Ben has a busy practice which is divided equally between litigation and transactional work covering company law, corporate insolvency and restructuring and general commercial litigation and arbitration.

Ben’s transactional work has included both creditor and member schemes of arrangement under Part 26 of the Companies Act 2006, numerous reductions of capital and other reserves for listed public companies and cross-border mergers under the Companies (Cross-Border Mergers) Regulations 2007.  Ben also has experience of advising on a wide range of company and corporate governance issues.

In recent years, Ben’s litigation practice has included instructions in some of the most significant large-scale insolvencies, including Lehman, MF Global and Kaupthing.  In 2013, Ben acted for the respondent companies in Prest v Petrodel, the landmark decision on piercing the corporate veil.

Exhibits sound commercial judgement and gives good technical advice.

Legal 500

Litigation & Arbitration

  • Shareholder disputes
  • Joint venture disputes
  • Commercial disputes
  • Fraud and asset recovery
  • Professional negligence
  • Fiduciary obligations
  • Warranty claims
  • Interim remedies

Arbitration

April 2013: Instructed on behalf of a Jersey company in a large-scale arbitration involving allegations of unfair prejudice under Article 141 of the Companies (Jersey) Law 1991.  The arbitration involved the application of principles discussed by the Court of Appeal in Fulham Football Club (1987) Ltd v Richards [2012] Ch 33.

Company Litigation

Interactive Technology Corporation Ltd v Ferster [2015] EWHC 393
Acted for Respondents on applications for freezing injunction and search and seizure order in a dispute concerning allegations that business had been diverted from the Claimant company.

 Re Quiet Moments Ltd [2013] EWHC 3806; [2014] EWCA Civ 1536
Ben acted for the petitioner on an application to wind up a company on the just and equitable ground and claims by the petitioner to enforce compulsory transfer provisions contained in a shareholders’ agreement.  The application was dismissed and a costs’ order made against the petitioner.  Ben acted for the petitioner on a successful appeal to the Court of Appeal against the Judge’s refusal to order co-applicants to contribute to costs payable by the petitioner.

Petrodel Resources Ltd v Prest [2013] 2 WLR 557
Appeared with family Silk, Tim Amos QC, in the Court of Appeal and Supreme Court.  This “landmark” case concerned the ability of the family courts to pierce the corporate veil of a company controlled by a party to a marriage for the purposes of satisfying an ancillary relief award.

Kleanthous v Paphitis [2011] EWHC 2287
Appeared on behalf of three respondents at the hearing of an application brought by a minority shareholder in the Ryman Group to continue derivative proceedings against Theo Paphitis and others.

****************

• Requirement A: Copy from the practice profile the passage from "Litigation & Arbitration" up to and including "[2012] Ch 33.".

****************

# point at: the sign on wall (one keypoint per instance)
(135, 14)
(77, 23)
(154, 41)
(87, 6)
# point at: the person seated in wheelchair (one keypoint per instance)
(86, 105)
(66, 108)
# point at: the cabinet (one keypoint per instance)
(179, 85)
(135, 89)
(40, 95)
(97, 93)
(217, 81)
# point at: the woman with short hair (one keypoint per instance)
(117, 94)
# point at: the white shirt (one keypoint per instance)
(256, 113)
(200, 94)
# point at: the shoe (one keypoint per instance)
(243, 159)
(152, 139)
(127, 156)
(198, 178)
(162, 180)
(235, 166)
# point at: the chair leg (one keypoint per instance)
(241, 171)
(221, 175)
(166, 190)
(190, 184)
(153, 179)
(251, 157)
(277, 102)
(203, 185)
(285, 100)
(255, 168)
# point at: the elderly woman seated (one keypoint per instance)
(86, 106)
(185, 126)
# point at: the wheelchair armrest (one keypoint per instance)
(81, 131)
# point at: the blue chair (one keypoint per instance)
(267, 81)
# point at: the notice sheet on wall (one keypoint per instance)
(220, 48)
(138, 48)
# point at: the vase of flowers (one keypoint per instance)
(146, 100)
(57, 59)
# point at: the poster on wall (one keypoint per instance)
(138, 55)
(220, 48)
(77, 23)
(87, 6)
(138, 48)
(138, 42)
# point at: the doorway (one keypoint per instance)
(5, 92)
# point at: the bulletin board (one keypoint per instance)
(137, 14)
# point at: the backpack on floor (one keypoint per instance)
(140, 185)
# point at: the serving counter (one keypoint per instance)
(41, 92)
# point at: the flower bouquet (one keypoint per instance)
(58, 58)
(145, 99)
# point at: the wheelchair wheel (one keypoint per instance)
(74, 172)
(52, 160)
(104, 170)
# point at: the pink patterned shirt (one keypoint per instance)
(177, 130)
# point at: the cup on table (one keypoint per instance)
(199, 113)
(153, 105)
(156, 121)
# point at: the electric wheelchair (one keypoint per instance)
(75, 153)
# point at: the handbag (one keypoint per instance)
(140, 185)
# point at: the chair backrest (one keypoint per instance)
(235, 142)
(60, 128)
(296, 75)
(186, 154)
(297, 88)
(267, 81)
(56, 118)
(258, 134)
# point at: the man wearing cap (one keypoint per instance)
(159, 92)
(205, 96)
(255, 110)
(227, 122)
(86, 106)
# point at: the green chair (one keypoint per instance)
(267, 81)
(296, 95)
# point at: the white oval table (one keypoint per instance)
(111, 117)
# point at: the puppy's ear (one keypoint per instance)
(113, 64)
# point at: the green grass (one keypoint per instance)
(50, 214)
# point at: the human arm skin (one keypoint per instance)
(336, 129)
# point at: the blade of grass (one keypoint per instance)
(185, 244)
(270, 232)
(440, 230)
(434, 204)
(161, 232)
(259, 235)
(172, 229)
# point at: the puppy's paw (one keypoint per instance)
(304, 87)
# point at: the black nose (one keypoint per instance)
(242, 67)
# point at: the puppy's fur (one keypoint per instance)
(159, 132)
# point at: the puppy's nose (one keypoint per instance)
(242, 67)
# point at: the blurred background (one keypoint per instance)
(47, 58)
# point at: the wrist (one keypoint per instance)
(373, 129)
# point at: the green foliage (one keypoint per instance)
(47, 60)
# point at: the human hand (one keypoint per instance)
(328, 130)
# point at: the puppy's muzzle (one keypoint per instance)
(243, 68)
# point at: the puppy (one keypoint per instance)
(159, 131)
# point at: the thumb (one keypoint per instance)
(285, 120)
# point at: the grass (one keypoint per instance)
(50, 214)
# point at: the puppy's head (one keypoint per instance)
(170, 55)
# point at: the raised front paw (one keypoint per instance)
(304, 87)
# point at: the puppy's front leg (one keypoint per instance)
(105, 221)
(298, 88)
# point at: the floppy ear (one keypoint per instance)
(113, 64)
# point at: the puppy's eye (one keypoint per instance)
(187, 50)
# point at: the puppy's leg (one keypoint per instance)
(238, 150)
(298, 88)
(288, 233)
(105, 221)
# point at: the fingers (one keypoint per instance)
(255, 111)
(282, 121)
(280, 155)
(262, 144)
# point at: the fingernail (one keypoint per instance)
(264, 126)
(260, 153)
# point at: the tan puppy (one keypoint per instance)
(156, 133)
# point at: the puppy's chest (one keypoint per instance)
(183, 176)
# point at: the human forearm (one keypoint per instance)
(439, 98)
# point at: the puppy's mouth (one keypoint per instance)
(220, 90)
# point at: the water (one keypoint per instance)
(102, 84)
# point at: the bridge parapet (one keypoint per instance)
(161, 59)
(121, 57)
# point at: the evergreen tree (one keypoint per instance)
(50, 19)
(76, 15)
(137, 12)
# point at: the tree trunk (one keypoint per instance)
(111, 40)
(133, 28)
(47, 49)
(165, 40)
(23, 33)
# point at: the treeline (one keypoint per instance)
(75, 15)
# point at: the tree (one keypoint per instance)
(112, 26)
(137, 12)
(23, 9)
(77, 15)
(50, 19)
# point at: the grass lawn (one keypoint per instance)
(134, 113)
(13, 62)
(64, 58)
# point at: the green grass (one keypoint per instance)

****************

• Requirement B: Add -45 to every coordinate in the answer points, and write out again only the records from the line with "# point at: the grass lawn" up to and including the last line of the records, with the requests kept.

• Full response A:
Litigation & Arbitration

  • Shareholder disputes
  • Joint venture disputes
  • Commercial disputes
  • Fraud and asset recovery
  • Professional negligence
  • Fiduciary obligations
  • Warranty claims
  • Interim remedies

Arbitration

April 2013: Instructed on behalf of a Jersey company in a large-scale arbitration involving allegations of unfair prejudice under Article 141 of the Companies (Jersey) Law 1991.  The arbitration involved the application of principles discussed by the Court of Appeal in Fulham Football Club (1987) Ltd v Richards [2012] Ch 33.

• Full response B:
# point at: the grass lawn (one keypoint per instance)
(89, 68)
(-32, 17)
(19, 13)
# point at: the green grass (one keypoint per instance)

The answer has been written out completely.